**WHAT TO PRODUCE:** Give back the line that contains "Would you mind marking the wolf ear" and every following line, exactly as they appear, through the end of the data.

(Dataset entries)
==============================
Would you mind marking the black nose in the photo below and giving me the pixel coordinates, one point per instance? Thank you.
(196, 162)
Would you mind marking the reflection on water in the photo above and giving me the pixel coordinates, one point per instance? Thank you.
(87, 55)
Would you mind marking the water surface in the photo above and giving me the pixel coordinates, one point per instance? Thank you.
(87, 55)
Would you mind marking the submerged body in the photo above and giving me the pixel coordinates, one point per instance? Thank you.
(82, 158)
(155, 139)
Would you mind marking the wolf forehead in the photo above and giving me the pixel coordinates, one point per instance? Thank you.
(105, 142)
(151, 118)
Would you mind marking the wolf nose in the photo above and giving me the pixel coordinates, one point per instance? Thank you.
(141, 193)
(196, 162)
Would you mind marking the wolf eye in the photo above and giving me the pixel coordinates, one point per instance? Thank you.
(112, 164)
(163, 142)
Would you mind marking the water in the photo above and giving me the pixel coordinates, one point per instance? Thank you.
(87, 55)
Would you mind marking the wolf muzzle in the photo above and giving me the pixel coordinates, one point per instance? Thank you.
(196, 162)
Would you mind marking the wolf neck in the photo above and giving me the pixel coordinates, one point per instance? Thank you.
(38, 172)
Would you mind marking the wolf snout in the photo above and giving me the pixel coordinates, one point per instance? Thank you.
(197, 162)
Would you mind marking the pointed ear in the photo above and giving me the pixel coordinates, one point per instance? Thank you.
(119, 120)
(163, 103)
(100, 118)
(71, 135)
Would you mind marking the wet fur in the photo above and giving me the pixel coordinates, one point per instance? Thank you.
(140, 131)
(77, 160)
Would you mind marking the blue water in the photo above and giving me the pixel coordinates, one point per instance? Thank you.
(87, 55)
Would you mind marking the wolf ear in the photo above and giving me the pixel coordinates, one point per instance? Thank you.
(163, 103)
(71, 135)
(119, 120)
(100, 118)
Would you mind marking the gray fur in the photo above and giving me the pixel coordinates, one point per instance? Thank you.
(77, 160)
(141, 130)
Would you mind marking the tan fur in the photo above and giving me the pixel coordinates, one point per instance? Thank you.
==============================
**ANSWER BELOW:**
Would you mind marking the wolf ear in the photo above and giving me the pixel coordinates, one point per instance? Thank you.
(163, 103)
(71, 135)
(119, 120)
(100, 118)
Would you mind marking the gray fur in the photo above and giving me the pixel coordinates, one point per instance? Thank you.
(77, 160)
(141, 130)
Would you mind marking the tan fur in the photo above and giving me the pixel coordinates, one point per instance? Thank you.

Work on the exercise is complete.